## GOAL OF THE EXERCISE
Check each line of the entries for "dress" and report the ones that have it.

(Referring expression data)
::::
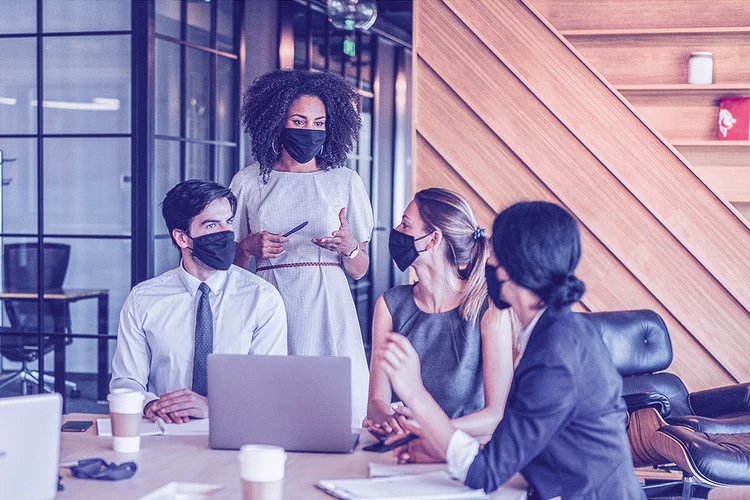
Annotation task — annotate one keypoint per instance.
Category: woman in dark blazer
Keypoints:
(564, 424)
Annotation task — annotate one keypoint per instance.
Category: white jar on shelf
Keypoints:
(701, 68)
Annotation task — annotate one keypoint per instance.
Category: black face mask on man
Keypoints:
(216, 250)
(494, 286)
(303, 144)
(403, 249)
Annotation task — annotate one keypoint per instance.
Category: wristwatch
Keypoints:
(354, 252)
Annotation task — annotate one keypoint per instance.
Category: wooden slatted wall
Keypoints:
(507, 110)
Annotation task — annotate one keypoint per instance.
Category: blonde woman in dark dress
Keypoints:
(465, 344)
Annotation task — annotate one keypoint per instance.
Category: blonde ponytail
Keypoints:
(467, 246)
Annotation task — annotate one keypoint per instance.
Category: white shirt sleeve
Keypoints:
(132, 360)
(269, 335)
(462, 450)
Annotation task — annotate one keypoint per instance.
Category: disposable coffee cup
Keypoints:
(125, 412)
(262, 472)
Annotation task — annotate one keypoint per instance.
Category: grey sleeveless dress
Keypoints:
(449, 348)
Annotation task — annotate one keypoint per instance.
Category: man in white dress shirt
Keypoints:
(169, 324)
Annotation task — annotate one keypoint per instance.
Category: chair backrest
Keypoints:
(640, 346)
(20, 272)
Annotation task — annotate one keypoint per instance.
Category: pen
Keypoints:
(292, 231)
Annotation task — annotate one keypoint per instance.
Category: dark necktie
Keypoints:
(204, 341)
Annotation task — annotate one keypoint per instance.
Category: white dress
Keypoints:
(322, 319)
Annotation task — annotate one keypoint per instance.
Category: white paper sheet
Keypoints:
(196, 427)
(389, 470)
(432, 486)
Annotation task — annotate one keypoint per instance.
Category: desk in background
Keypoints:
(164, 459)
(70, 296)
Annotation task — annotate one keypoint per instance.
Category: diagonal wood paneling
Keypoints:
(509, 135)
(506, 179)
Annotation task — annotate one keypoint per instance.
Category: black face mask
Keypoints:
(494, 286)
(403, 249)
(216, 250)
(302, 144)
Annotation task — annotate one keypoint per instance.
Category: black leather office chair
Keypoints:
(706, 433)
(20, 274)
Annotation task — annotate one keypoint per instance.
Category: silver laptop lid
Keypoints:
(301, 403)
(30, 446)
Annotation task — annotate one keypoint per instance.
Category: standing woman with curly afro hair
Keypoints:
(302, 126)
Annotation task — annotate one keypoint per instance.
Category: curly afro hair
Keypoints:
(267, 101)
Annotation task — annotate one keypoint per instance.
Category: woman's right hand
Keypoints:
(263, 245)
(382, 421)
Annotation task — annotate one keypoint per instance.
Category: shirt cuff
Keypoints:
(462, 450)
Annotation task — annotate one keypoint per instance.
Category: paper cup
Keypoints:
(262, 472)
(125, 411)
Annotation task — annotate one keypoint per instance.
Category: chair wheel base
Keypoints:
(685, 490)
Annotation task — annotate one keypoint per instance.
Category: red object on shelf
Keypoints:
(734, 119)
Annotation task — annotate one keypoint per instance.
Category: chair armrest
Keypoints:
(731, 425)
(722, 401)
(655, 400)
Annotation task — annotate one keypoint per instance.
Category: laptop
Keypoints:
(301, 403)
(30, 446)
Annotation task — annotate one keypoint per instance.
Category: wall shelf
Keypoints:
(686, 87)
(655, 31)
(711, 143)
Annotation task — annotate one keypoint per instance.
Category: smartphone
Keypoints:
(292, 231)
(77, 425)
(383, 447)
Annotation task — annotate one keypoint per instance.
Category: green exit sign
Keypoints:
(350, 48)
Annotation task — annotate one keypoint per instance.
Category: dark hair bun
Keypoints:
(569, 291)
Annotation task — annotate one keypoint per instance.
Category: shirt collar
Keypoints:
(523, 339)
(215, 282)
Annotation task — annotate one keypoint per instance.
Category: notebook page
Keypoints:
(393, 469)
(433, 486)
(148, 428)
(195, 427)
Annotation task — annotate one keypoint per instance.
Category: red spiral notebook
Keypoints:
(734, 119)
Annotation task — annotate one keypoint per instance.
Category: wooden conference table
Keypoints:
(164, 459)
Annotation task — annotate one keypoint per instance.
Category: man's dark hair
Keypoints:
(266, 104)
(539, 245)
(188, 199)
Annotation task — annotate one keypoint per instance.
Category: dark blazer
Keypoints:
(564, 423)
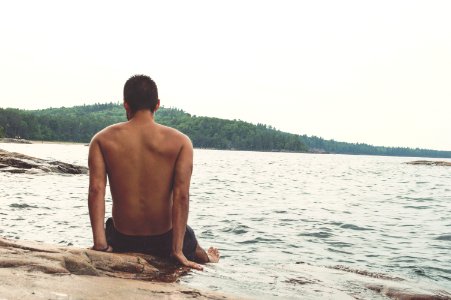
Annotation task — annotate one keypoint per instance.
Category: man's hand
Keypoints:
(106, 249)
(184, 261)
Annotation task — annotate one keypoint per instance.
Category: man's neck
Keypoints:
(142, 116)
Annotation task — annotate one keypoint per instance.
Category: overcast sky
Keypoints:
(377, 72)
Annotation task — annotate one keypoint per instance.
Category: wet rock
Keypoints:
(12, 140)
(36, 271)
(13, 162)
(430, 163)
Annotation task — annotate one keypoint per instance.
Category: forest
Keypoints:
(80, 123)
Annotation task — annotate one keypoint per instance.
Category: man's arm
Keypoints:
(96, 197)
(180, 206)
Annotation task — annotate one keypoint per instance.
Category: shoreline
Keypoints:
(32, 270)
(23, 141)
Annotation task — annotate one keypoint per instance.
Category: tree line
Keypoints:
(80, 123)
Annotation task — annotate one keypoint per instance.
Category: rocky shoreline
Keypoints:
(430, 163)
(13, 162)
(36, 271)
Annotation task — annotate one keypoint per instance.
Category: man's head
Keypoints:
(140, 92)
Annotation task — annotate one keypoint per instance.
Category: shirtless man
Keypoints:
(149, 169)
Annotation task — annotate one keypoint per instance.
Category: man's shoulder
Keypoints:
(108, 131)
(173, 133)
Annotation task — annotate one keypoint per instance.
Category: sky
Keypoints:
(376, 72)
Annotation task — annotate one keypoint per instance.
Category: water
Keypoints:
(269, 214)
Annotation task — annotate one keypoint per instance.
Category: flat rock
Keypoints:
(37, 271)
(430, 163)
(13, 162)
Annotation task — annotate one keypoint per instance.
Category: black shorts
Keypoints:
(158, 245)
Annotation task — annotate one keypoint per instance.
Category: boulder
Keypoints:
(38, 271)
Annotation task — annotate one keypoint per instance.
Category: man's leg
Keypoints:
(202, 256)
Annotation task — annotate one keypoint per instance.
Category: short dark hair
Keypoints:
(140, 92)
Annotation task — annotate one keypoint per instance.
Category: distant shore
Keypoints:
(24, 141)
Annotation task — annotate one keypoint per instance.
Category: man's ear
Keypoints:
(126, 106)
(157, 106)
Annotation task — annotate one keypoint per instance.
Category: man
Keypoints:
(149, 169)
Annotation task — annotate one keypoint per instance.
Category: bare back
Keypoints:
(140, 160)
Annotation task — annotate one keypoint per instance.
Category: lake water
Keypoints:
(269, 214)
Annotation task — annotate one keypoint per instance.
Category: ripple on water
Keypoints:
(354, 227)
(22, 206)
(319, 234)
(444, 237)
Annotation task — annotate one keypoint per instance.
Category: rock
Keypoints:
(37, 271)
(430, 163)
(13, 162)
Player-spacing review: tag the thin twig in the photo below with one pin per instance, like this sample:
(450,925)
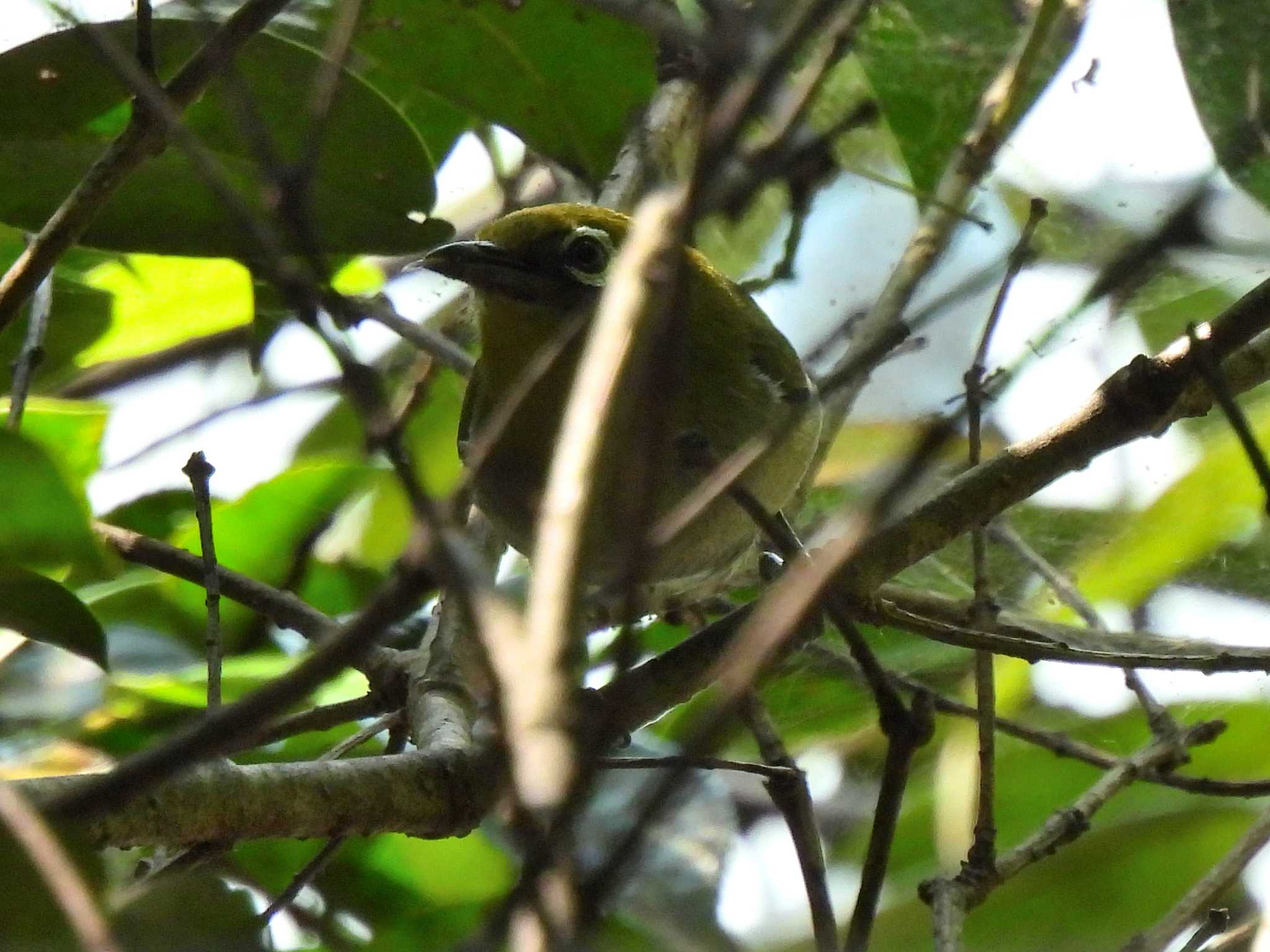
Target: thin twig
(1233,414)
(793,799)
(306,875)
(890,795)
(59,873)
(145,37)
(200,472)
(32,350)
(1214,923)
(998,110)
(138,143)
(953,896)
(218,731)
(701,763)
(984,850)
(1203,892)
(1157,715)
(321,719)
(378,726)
::::
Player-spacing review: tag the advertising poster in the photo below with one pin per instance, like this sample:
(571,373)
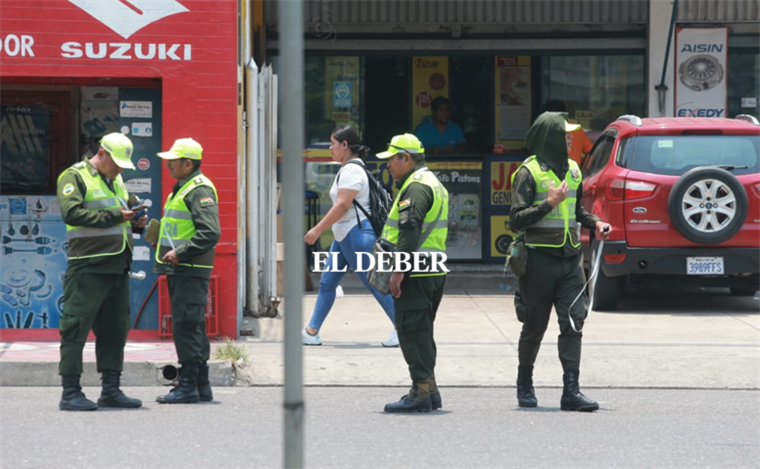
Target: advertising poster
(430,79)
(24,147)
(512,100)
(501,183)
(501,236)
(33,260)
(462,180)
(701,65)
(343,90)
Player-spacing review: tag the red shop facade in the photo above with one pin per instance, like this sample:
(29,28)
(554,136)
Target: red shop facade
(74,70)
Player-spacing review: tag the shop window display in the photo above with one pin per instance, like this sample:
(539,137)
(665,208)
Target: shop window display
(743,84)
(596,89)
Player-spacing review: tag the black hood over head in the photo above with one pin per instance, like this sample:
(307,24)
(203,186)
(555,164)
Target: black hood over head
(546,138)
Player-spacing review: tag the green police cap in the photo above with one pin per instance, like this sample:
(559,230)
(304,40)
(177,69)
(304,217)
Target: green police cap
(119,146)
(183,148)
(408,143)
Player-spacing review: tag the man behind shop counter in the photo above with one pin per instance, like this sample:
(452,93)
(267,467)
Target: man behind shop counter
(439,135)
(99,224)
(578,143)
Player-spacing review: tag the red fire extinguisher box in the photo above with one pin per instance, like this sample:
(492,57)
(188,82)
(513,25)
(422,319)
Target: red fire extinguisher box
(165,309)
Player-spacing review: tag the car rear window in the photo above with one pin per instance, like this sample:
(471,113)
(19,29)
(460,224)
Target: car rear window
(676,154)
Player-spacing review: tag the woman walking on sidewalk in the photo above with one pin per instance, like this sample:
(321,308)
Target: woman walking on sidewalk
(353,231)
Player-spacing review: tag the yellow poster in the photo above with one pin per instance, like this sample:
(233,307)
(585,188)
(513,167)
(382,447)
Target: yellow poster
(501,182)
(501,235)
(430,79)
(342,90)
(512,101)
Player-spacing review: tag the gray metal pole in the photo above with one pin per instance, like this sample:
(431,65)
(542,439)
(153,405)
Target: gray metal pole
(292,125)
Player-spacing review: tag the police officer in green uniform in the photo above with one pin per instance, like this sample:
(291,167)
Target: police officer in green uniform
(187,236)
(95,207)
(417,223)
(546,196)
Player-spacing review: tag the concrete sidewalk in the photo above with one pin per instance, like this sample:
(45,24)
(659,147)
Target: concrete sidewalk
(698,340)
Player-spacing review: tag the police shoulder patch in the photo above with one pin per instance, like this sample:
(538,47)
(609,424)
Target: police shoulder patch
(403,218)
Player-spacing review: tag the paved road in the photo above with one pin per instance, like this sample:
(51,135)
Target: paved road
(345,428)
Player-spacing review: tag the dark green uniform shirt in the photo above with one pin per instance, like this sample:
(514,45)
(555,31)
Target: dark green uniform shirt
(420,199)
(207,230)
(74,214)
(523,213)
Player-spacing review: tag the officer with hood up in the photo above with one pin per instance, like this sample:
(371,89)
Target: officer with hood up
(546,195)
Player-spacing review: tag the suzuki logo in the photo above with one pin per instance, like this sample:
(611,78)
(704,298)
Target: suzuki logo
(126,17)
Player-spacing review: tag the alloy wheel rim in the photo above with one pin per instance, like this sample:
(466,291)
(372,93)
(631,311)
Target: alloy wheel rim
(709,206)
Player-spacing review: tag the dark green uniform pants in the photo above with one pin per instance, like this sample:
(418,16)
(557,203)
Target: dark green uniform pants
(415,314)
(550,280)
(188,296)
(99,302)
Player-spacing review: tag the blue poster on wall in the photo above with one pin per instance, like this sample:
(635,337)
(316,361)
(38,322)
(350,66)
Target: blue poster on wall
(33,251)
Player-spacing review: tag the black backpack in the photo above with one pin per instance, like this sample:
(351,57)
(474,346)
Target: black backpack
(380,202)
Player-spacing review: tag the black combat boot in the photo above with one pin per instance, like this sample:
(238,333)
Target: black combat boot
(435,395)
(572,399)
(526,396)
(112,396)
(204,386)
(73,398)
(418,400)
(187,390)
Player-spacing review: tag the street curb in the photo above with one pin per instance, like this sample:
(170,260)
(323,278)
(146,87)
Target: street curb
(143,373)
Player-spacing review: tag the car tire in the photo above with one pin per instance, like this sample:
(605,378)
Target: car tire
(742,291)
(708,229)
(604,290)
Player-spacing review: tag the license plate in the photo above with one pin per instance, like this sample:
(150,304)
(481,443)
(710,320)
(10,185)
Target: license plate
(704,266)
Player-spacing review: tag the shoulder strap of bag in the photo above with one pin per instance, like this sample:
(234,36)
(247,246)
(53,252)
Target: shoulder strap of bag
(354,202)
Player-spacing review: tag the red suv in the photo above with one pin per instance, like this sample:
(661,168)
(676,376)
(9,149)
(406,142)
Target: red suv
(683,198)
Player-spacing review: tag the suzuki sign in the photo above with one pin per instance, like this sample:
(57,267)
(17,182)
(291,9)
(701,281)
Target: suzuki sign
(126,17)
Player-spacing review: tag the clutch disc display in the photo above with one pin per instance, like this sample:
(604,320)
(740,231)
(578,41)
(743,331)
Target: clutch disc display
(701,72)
::::
## SOLUTION FOR THIS TASK
Category: blonde woman in dark dress
Category: grey sleeveless dress
Category: man in white dress shirt
Category: white dress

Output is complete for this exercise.